Retype the records below line for line, with no changes.

Source data:
########################################

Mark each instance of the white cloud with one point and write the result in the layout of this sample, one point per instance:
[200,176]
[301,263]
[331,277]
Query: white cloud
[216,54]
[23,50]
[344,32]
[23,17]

########################################

Written answer
Mark each instance of the white cloud with one point and write the result in the layout of this sample, one point per instance:
[200,176]
[301,263]
[331,277]
Query: white cloud
[216,54]
[23,50]
[344,32]
[23,17]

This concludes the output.